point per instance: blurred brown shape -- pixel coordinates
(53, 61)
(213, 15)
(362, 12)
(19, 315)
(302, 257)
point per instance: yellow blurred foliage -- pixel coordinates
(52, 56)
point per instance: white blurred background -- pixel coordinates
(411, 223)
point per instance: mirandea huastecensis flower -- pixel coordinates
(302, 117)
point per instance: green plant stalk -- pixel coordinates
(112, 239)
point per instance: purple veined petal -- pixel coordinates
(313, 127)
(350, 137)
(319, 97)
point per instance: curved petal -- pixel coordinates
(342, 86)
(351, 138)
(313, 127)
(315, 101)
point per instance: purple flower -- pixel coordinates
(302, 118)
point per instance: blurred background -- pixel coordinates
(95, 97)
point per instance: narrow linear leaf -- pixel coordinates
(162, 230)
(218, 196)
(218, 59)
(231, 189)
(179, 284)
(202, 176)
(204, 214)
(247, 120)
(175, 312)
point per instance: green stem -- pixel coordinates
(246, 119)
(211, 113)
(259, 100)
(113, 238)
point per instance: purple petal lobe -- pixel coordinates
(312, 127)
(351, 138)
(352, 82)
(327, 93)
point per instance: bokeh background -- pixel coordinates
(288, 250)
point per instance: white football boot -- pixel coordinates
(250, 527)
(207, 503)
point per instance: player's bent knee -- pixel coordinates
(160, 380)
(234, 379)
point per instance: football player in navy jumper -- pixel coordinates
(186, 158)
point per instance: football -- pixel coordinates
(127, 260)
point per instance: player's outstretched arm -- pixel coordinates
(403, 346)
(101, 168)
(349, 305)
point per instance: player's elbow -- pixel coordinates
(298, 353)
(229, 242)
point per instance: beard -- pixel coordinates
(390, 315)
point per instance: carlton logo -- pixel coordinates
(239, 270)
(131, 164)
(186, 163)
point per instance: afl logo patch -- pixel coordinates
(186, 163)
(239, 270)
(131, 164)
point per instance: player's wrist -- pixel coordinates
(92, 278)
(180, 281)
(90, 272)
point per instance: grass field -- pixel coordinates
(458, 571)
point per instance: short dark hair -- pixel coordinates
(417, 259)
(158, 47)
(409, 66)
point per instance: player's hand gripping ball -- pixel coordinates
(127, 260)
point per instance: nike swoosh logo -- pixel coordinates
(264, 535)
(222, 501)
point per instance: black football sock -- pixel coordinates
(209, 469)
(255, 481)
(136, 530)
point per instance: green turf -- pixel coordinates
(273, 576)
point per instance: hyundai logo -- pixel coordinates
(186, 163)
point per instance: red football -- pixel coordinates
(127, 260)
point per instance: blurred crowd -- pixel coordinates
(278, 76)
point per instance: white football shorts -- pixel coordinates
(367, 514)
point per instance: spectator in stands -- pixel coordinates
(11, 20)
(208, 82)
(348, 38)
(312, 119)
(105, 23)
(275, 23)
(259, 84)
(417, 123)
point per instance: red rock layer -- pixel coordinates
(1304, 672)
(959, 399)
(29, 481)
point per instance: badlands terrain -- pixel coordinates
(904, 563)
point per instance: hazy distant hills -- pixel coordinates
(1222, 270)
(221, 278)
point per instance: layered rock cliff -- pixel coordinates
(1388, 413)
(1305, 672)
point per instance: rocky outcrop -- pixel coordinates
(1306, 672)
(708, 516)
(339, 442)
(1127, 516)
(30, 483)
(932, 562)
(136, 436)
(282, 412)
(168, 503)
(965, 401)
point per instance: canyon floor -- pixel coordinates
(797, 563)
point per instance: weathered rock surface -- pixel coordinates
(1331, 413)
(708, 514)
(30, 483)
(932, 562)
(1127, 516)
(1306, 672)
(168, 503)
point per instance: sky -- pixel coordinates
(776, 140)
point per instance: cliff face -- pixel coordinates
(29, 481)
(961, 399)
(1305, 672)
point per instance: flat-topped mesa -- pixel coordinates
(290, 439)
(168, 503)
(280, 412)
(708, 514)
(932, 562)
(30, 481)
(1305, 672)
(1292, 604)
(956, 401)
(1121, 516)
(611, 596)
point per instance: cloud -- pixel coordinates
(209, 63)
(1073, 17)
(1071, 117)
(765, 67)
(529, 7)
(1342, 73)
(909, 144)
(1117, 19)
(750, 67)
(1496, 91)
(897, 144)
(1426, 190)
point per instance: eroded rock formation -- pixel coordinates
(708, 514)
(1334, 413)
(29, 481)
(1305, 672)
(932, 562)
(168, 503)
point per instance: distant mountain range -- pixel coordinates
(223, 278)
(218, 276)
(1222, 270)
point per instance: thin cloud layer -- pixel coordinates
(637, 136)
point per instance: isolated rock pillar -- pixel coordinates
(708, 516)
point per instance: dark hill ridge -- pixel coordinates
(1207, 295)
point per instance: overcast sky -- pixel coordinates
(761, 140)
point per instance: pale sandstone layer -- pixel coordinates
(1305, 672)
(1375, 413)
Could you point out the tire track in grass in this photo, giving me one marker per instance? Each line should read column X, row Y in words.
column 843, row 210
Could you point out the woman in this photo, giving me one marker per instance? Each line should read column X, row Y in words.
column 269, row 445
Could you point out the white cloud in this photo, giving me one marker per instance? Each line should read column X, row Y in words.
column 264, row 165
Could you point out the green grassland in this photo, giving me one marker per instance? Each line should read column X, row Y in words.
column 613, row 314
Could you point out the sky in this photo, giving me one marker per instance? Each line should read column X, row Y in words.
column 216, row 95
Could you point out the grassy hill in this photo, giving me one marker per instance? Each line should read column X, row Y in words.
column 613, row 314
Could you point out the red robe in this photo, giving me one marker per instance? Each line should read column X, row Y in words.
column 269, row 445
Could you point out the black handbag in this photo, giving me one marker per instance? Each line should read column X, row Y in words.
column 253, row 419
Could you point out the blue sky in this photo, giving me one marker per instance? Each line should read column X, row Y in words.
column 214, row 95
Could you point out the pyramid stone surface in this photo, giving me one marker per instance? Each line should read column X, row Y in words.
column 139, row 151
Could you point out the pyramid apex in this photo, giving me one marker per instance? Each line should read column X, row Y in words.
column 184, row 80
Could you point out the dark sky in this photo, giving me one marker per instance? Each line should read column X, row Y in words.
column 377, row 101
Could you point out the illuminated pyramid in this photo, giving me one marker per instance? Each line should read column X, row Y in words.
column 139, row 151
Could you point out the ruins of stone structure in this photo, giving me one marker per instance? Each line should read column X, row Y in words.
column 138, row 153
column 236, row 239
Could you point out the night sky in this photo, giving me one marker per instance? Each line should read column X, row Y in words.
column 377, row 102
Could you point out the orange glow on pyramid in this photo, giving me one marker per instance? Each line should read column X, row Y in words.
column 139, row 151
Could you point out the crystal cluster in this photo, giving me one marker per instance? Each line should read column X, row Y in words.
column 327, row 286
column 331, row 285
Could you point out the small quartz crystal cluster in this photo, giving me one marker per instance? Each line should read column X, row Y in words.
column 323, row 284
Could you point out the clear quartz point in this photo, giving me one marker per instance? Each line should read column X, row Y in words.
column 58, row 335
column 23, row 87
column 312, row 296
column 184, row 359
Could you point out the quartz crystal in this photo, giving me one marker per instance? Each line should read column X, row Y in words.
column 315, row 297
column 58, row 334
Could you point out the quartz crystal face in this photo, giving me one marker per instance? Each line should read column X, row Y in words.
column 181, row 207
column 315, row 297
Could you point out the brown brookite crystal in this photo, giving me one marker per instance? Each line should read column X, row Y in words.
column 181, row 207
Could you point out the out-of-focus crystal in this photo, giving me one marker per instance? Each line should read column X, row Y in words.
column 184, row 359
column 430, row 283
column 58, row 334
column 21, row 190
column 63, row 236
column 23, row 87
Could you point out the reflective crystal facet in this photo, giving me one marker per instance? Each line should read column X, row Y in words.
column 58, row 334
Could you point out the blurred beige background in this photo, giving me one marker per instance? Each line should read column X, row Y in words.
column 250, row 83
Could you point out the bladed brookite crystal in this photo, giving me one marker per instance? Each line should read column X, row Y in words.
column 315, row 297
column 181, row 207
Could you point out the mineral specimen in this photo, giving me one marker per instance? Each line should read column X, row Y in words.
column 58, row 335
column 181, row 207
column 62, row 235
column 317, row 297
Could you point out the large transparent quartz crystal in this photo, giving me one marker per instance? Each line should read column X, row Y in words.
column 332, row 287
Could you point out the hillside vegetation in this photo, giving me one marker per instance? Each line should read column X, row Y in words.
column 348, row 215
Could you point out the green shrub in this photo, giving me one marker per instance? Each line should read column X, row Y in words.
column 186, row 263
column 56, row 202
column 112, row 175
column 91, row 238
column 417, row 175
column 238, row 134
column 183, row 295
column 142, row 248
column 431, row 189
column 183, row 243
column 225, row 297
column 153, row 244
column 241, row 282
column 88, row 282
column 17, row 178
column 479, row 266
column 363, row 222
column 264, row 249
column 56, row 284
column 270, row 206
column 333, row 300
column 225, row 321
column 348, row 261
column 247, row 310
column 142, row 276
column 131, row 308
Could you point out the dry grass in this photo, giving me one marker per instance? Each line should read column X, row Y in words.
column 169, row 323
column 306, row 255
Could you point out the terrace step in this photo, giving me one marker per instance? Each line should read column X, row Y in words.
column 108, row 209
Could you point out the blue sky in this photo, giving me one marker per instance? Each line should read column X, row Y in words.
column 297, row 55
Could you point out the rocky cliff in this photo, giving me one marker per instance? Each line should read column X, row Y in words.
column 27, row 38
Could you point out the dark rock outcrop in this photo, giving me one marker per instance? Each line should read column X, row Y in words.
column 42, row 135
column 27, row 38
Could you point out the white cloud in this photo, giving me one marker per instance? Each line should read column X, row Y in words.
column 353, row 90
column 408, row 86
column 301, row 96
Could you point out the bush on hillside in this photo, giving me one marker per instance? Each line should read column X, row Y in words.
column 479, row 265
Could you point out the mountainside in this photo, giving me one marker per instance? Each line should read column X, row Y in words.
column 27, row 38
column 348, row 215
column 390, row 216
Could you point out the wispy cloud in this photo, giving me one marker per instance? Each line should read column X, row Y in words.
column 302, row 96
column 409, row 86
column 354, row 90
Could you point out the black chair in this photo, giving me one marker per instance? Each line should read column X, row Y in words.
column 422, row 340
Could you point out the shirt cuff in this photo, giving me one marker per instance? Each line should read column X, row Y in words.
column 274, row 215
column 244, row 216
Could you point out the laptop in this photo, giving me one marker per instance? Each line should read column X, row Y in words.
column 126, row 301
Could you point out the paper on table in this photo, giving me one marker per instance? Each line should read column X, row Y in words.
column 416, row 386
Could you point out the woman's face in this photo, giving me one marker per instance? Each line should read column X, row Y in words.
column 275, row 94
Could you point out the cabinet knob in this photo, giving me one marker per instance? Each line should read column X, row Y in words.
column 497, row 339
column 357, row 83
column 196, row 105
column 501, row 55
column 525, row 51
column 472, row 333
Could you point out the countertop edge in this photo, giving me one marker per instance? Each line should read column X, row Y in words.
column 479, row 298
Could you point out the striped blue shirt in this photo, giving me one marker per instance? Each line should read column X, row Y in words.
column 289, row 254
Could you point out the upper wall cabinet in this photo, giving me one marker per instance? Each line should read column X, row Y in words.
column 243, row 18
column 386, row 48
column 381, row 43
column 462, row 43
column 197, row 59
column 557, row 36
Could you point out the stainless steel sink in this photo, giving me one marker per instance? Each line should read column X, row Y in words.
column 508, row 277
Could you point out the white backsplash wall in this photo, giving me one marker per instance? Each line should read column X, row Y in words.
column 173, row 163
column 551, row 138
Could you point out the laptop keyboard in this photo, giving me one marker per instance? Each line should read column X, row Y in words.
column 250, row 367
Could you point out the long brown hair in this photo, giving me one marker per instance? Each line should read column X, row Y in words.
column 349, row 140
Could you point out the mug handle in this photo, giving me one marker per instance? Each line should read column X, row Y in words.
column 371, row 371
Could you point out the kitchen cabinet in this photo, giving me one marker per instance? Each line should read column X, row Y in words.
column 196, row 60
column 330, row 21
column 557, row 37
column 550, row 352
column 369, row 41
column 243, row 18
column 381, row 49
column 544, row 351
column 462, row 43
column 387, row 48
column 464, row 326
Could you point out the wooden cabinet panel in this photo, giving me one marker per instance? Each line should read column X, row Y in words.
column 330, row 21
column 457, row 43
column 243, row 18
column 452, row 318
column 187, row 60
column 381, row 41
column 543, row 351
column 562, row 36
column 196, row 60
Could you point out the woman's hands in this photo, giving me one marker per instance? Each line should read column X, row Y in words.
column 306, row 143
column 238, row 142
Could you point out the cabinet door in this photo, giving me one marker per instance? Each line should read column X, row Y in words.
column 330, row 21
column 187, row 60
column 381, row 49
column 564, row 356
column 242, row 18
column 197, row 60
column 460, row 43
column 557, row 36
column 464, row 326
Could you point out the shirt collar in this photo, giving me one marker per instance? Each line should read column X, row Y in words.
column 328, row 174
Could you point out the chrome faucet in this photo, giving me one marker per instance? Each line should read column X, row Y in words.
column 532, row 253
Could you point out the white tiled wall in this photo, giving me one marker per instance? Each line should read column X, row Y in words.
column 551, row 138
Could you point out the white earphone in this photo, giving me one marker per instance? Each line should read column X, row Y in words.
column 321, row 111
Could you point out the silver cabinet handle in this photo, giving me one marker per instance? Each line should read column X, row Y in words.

◇ ◇ ◇

Work request
Could you print exactly the lines from the one containing "Could you point out the white earphone" through the last line of the records above?

Output of the exercise
Could you point out the white earphone in this photo, giving me one marker per instance? Each line should read column X, row Y in words.
column 321, row 111
Could you point out the silver cabinet handle in this photo, giving me one marker per instance? Each line should read column X, row Y in words.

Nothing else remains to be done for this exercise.